| Written exercise |
Copy out each line of the records that contains the word "football".

| Task inputs |
· · · · ·

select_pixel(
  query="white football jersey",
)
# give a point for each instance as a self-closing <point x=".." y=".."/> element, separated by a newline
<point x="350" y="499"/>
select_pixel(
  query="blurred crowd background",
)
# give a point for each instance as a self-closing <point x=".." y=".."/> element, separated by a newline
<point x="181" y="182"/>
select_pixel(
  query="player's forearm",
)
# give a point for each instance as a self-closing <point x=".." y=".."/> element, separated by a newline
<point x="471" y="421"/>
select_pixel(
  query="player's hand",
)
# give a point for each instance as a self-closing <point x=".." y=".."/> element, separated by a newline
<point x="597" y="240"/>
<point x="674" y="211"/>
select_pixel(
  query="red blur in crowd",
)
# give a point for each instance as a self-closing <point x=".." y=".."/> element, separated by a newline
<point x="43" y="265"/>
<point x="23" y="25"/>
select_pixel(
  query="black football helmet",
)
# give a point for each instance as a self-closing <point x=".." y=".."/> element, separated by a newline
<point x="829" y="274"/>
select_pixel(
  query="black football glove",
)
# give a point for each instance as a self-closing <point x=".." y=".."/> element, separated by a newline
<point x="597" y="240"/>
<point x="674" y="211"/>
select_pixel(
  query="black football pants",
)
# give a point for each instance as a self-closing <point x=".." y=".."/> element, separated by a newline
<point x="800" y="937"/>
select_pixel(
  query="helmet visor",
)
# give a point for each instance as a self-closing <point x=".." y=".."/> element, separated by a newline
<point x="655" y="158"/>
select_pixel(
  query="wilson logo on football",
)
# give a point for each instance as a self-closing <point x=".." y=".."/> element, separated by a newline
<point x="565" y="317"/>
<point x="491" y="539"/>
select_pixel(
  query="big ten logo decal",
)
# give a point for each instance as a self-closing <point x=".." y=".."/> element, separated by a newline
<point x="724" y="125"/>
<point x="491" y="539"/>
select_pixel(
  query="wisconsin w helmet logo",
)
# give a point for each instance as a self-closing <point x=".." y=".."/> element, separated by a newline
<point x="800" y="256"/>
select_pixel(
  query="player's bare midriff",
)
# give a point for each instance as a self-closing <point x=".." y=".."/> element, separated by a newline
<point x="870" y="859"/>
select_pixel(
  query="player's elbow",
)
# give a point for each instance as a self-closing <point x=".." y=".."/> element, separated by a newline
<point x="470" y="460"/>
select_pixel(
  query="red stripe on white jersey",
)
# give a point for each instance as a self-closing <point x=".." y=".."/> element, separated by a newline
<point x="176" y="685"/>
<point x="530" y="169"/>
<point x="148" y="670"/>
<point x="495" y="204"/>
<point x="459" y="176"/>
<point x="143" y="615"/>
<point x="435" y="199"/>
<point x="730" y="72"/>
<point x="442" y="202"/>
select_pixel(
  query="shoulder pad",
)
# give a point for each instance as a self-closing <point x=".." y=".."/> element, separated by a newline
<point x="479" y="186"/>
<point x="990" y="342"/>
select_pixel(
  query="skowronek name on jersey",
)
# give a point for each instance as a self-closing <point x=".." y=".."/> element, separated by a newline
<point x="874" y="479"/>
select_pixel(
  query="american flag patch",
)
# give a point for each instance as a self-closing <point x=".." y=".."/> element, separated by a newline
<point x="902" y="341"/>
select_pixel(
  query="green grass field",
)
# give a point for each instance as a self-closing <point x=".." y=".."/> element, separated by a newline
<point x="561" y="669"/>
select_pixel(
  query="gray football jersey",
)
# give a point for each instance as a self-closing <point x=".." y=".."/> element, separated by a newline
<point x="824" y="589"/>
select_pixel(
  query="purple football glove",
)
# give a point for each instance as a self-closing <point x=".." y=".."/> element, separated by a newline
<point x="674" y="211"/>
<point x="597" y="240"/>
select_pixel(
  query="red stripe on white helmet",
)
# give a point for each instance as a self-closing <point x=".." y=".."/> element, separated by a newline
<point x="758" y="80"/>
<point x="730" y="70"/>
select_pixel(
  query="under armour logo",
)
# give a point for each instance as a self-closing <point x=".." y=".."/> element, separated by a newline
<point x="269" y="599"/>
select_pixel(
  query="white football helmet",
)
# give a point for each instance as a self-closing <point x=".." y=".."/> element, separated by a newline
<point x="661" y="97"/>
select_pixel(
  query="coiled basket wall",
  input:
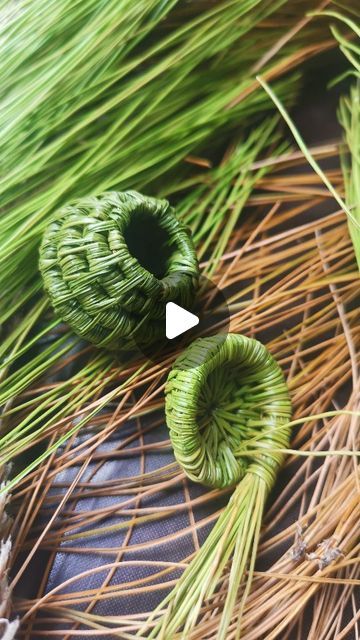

· · · · ·

| Solution to this task |
  query="white football jersey",
  query="black football helmet",
  query="black football glove",
  query="black football pants",
  query="wilson logo on football",
  query="gray football jersey",
  query="purple football glove",
  query="white football helmet",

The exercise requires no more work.